● **EXERCISE MATERIALS**
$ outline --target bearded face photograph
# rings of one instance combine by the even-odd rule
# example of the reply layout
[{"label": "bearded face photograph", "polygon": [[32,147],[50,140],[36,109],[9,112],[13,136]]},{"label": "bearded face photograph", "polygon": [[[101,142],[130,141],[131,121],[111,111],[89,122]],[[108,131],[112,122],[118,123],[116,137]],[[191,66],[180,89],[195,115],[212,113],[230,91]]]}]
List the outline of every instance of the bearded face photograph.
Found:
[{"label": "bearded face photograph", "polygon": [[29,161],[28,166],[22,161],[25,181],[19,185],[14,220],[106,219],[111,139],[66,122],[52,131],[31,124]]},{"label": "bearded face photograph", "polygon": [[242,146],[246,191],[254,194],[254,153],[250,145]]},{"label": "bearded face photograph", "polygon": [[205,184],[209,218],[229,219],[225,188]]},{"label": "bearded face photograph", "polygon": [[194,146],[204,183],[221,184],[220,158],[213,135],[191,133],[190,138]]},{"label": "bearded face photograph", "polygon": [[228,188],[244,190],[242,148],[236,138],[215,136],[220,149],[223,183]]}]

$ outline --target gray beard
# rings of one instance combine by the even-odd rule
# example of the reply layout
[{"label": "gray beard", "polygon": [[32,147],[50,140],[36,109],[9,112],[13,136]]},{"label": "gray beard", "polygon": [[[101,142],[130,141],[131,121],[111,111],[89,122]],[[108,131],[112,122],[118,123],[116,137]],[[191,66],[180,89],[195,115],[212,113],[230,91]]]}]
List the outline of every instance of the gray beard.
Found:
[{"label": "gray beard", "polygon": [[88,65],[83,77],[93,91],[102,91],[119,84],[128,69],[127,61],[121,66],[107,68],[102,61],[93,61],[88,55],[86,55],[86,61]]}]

● **BRIEF**
Your task is to retype all of the records exactly.

● **RESPONSE TO THE TASK**
$ outline --target bearded face photograph
# rings of one instance combine by the even-odd rule
# example of the reply layout
[{"label": "bearded face photograph", "polygon": [[32,147],[50,140],[36,109],[9,112],[13,136]]},{"label": "bearded face photograph", "polygon": [[[101,142],[130,141],[131,121],[111,111],[89,122]],[[108,131],[112,122],[118,123],[116,137]],[[191,66],[180,89],[195,115],[212,113],[230,91]]]}]
List the outline of every instance of the bearded face photograph.
Found:
[{"label": "bearded face photograph", "polygon": [[29,161],[28,166],[22,161],[25,181],[19,185],[14,220],[106,219],[111,139],[66,122],[52,131],[31,124]]},{"label": "bearded face photograph", "polygon": [[242,146],[246,191],[254,194],[254,153],[250,145]]},{"label": "bearded face photograph", "polygon": [[205,184],[209,218],[229,219],[225,188]]},{"label": "bearded face photograph", "polygon": [[194,146],[204,183],[221,184],[220,158],[213,135],[191,133],[190,138]]},{"label": "bearded face photograph", "polygon": [[228,188],[244,190],[242,148],[236,138],[215,136],[220,149],[223,183]]}]

$ outline --target gray beard
# rings of one instance combine by the even-odd rule
# example of the reply layout
[{"label": "gray beard", "polygon": [[32,147],[50,140],[36,109],[9,112],[13,136]]},{"label": "gray beard", "polygon": [[[101,142],[130,141],[131,121],[111,111],[89,122]],[[108,131],[112,122],[118,123],[116,137]],[[191,66],[180,89],[195,115],[212,113],[230,91]]]}]
List the outline of every instance of the gray beard.
Found:
[{"label": "gray beard", "polygon": [[88,65],[83,77],[93,91],[102,91],[119,84],[128,69],[127,61],[121,66],[107,68],[102,61],[93,61],[88,55],[86,55],[86,61]]}]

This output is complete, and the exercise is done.